* _What you have to do_
Nothing other than the lines from the one containing "abdomen and record integer pixel coordinates." through the close of the entries below should be printed, each exactly.
* begin *
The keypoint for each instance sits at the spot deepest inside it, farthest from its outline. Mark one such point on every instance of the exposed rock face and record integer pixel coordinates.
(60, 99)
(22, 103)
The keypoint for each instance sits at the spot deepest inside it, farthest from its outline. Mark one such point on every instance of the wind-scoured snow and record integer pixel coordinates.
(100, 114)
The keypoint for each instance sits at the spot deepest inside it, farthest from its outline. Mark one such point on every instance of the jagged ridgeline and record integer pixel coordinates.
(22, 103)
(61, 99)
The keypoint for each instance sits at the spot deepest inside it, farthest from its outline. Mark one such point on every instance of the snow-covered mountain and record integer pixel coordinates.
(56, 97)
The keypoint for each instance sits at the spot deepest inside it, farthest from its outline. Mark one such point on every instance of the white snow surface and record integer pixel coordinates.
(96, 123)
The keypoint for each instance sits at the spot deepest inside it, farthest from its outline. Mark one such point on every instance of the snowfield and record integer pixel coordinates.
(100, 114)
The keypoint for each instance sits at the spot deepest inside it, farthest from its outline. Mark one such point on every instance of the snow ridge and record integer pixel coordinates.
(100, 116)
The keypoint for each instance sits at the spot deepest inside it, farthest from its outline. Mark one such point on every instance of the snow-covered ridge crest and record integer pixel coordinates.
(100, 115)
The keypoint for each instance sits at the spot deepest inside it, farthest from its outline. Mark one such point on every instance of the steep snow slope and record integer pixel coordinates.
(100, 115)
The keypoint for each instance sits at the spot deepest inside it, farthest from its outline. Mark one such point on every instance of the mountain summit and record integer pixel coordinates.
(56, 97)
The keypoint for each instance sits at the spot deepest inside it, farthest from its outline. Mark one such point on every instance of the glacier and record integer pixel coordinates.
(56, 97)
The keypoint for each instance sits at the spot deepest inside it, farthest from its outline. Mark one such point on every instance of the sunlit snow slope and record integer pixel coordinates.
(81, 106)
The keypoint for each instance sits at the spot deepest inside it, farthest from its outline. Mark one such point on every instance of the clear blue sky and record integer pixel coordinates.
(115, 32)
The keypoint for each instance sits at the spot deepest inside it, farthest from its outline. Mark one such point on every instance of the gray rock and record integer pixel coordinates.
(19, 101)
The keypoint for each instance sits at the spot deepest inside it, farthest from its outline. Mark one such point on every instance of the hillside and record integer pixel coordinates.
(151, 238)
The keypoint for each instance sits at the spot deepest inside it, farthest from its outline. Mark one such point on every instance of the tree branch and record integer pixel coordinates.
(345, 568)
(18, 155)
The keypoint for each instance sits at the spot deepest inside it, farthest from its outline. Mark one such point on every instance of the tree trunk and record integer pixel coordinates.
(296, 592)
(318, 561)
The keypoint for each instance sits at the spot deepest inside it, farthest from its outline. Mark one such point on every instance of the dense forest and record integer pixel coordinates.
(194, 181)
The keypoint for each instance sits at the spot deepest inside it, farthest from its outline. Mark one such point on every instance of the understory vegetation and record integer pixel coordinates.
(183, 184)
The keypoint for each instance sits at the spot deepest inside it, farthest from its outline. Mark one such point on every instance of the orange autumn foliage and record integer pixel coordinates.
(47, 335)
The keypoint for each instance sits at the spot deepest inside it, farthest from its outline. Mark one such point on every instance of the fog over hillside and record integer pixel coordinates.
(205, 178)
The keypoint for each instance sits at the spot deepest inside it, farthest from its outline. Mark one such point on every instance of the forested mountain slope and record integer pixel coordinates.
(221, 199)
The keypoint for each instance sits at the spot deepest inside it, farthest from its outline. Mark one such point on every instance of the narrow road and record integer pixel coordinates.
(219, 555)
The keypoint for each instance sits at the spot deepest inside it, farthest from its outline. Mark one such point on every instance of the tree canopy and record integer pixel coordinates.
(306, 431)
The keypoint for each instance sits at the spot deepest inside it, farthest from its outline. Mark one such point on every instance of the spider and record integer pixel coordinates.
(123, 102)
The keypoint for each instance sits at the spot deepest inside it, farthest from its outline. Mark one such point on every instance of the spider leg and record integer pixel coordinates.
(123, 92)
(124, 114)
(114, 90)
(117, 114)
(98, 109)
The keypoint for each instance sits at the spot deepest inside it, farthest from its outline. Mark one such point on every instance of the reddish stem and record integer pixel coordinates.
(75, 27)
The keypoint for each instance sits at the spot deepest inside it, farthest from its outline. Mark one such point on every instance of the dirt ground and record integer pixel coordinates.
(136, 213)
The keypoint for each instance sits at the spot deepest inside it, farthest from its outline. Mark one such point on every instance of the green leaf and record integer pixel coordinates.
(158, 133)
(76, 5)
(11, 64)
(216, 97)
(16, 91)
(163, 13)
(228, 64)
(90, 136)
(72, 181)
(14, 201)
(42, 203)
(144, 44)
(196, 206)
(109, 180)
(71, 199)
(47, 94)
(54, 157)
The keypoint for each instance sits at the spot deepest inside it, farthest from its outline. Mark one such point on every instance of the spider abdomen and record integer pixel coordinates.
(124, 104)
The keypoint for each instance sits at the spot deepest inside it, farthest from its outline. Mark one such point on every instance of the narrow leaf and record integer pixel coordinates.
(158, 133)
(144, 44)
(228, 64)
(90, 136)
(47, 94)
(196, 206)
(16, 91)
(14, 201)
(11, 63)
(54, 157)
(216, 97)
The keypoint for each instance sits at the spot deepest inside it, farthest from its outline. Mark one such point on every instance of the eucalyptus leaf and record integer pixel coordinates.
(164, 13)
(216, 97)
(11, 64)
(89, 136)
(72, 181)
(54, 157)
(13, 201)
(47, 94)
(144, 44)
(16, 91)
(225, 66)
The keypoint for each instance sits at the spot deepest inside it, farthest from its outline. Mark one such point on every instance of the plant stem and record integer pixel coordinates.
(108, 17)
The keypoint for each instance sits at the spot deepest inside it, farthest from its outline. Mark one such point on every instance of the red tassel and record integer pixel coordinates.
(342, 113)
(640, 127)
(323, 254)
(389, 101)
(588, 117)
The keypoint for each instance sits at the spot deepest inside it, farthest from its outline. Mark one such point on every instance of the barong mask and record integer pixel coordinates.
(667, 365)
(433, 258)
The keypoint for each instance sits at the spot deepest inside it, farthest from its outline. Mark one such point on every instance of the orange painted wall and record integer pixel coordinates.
* end *
* _Task response_
The keypoint for each instance sits at the spot deepest inside it, farthest from its outline. Mark one such point on every instance of the spider abdomen and record integer pixel coordinates.
(124, 104)
The keypoint for each instance sits at the spot deepest inside it, farthest from its outline. Mark one such point on every instance of the narrow leaf and record integer pixel coordinates.
(158, 133)
(144, 44)
(228, 64)
(90, 136)
(47, 94)
(196, 206)
(16, 91)
(14, 201)
(11, 63)
(54, 157)
(216, 97)
The keypoint for each instance sits at the spot deepest inside it, farthest from its outline. Mark one such point on every instance of the eucalyptus leaf and record integer pixel coordinates.
(164, 13)
(216, 97)
(11, 64)
(89, 136)
(72, 181)
(54, 157)
(13, 201)
(47, 94)
(144, 44)
(16, 91)
(225, 66)
The keypoint for each instance sits at the spot deepest inside it, farthest from its outline. Mark one such point on every instance of the plant stem and record integer pixel coordinates.
(108, 17)
The keypoint for each instance sits at the spot deepest inside it, farthest from its outline. Mark one such point on every instance of the red tassel and record integer pixel coordinates.
(342, 113)
(640, 127)
(323, 254)
(389, 101)
(588, 117)
The keypoint for each instance sits at the spot deepest inside it, farthest from its outline. Mark one such point on every instance of the barong mask and record integer pixel coordinates.
(667, 365)
(433, 258)
The keypoint for each instance sits at the spot deepest inside it, farthest from its outline. Mark one such point on every instance of the orange painted wall and record integer pixel coordinates.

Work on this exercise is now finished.